_The input:_
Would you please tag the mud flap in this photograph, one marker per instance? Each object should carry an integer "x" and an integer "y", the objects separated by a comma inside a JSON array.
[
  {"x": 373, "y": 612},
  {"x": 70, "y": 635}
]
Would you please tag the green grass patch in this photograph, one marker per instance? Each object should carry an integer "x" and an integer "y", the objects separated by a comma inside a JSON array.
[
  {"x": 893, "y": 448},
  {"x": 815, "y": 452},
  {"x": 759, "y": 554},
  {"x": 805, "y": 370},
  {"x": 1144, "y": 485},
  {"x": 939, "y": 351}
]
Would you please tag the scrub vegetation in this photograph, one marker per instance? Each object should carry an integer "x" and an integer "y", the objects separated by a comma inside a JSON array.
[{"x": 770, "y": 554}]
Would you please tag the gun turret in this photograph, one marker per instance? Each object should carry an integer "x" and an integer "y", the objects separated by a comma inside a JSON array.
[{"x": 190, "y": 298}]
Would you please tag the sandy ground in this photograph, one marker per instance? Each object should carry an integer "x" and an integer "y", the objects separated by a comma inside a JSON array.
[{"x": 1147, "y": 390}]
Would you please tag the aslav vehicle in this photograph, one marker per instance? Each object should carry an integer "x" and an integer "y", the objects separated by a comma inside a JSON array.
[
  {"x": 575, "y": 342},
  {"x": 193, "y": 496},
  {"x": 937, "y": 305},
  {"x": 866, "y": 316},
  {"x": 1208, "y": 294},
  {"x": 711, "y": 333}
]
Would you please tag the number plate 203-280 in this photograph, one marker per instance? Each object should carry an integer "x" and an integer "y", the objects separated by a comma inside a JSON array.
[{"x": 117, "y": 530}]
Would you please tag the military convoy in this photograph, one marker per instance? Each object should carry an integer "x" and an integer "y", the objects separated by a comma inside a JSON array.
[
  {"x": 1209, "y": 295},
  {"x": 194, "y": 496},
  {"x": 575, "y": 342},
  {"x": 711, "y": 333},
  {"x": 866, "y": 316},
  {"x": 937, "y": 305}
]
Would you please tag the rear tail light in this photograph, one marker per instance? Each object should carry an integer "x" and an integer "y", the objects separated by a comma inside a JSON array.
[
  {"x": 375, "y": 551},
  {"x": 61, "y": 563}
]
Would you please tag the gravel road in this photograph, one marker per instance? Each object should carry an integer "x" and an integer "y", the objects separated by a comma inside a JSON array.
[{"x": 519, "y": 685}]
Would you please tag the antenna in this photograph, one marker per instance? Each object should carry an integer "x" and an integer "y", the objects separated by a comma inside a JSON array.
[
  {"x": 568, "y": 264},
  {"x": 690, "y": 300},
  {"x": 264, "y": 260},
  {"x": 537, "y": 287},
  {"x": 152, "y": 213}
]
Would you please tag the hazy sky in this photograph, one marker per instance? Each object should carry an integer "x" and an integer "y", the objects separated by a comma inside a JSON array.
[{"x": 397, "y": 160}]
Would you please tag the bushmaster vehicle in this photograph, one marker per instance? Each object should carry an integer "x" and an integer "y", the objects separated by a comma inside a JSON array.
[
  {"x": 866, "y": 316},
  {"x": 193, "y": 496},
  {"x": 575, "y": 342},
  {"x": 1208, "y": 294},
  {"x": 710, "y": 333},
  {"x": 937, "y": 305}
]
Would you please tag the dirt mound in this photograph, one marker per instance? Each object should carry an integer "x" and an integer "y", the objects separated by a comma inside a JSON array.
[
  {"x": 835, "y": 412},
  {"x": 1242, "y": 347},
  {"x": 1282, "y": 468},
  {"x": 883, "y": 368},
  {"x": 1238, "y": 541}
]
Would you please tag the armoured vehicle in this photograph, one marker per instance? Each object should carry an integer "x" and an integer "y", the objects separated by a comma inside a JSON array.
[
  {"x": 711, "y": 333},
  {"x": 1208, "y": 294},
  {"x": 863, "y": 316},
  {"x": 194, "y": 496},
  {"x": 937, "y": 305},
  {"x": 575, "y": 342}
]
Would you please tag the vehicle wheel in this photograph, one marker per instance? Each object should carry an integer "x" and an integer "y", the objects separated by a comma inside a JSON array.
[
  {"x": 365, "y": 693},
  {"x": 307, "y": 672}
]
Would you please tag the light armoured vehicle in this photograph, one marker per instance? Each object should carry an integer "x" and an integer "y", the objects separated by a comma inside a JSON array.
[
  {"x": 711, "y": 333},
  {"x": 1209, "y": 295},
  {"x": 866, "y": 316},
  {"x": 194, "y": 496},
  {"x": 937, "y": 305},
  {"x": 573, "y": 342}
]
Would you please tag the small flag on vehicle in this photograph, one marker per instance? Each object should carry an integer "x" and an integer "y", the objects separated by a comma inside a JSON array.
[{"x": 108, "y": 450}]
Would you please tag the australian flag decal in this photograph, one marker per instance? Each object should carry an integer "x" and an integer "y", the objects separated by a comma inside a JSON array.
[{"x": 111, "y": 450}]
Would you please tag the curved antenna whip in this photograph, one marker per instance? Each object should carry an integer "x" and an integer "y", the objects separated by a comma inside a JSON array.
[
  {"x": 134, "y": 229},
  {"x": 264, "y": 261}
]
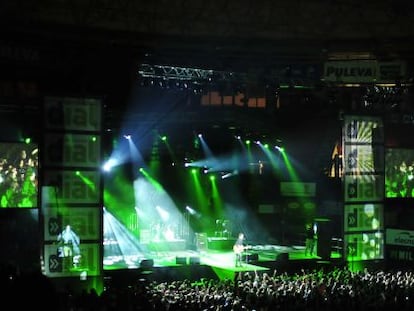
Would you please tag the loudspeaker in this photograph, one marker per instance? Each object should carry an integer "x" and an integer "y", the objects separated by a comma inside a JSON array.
[
  {"x": 282, "y": 257},
  {"x": 194, "y": 260},
  {"x": 181, "y": 260},
  {"x": 324, "y": 242},
  {"x": 250, "y": 257},
  {"x": 146, "y": 263}
]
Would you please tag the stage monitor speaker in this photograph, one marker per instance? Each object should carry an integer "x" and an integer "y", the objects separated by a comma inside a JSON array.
[
  {"x": 282, "y": 257},
  {"x": 147, "y": 263},
  {"x": 181, "y": 260},
  {"x": 194, "y": 260}
]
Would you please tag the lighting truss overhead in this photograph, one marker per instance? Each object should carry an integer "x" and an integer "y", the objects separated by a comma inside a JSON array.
[{"x": 172, "y": 72}]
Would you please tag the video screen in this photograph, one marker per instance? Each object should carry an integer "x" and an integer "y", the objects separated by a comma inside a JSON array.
[
  {"x": 20, "y": 240},
  {"x": 399, "y": 173},
  {"x": 18, "y": 175}
]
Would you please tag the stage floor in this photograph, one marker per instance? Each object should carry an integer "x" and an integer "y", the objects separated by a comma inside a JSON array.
[{"x": 255, "y": 258}]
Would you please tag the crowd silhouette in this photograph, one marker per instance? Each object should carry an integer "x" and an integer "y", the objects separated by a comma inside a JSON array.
[{"x": 336, "y": 289}]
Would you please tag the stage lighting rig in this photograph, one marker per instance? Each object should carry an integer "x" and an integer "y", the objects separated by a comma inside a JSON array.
[{"x": 175, "y": 73}]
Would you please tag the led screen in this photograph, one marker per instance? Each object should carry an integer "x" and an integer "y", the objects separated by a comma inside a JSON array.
[
  {"x": 18, "y": 175},
  {"x": 399, "y": 173}
]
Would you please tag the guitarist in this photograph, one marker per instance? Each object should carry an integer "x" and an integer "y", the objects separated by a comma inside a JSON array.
[{"x": 238, "y": 249}]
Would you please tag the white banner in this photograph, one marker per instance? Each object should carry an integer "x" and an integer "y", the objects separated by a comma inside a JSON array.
[
  {"x": 77, "y": 114},
  {"x": 399, "y": 237}
]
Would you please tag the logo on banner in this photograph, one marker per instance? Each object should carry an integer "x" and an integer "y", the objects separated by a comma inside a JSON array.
[
  {"x": 73, "y": 114},
  {"x": 55, "y": 263},
  {"x": 353, "y": 159},
  {"x": 358, "y": 188},
  {"x": 73, "y": 150},
  {"x": 352, "y": 130},
  {"x": 353, "y": 218},
  {"x": 54, "y": 225},
  {"x": 73, "y": 188}
]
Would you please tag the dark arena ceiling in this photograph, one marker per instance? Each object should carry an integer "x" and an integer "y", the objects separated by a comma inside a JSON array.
[
  {"x": 96, "y": 47},
  {"x": 218, "y": 33}
]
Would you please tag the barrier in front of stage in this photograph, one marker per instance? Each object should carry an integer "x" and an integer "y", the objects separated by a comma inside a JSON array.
[{"x": 222, "y": 244}]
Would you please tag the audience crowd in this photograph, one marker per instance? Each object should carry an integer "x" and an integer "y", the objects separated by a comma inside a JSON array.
[{"x": 337, "y": 289}]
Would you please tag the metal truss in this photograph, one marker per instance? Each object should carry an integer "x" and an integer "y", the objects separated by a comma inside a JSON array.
[{"x": 175, "y": 73}]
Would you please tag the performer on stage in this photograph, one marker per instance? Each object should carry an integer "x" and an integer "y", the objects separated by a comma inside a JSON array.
[{"x": 238, "y": 249}]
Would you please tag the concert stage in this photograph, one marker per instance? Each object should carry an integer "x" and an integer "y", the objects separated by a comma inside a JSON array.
[{"x": 189, "y": 264}]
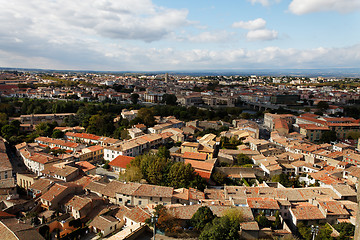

_What you are asked to do:_ Reproduce, exactly and without pictures, the lines above from the one containing "Would you please tag the metal" through the last line of the material, both ends included, and nothing more.

_Solution to the problem:_
Would you please tag the metal truss in this photograph, one marker per instance? Each object should carry an integer "x" and an integer "y", the objects separated by a comma inside a JSON array.
[{"x": 175, "y": 73}]
Would you please tag the performer on stage in this photograph, one marker per instance? Each object should carry an integer "x" and an integer "y", the objects separated by a comma inside a JSON array.
[{"x": 238, "y": 249}]
Would you please tag the concert stage in this photograph, one marker per instance? Each object should carry an integer "x" and an integer "y", the objects separated by a comma inside a JSON array.
[{"x": 189, "y": 264}]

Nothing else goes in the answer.